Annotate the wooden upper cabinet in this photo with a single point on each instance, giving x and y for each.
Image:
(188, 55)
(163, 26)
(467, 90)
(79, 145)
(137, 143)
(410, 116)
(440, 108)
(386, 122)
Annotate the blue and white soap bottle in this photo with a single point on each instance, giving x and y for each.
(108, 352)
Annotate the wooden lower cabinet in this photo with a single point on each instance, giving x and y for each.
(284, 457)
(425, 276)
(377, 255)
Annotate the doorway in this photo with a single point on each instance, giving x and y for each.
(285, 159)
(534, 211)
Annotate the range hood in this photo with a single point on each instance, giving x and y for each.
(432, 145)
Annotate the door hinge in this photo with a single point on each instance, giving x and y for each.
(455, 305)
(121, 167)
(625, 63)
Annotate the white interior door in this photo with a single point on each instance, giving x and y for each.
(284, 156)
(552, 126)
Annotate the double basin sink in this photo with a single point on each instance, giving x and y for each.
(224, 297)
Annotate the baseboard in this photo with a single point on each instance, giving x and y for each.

- Description of the task -
Restate the whole listing exactly, leaving out nothing.

- Response -
Annotate the wooden upper cabinet in this photo with a single point on each instance, giving x and y for each.
Image:
(188, 55)
(163, 26)
(467, 90)
(79, 145)
(137, 143)
(410, 116)
(440, 108)
(386, 122)
Annotate the blue and white soap bottle in this photo with a single point on each instance, giving x and y for each.
(108, 352)
Annotate the wooden lower cabinet in this photo with a single point on each instance, giving x and y for each.
(284, 457)
(425, 276)
(377, 255)
Annotate the doorway in this photo with a single point on each instance, giving x and y for each.
(285, 159)
(534, 211)
Annotate the range hood in this photo with a single point on each instance, giving x and y for each.
(432, 145)
Annotate the door hinge in this photo with a single point on each instance, giving x and y for each.
(455, 305)
(121, 167)
(625, 63)
Annotate the white interior door in this photo with a single point on each instance, giving x and y for each.
(284, 156)
(552, 126)
Annotate the double basin sink in this photo with a single point on each instance, giving x and y for each.
(224, 297)
Annotate the baseboard in this photo with a single point on each instance, giving x and y for each.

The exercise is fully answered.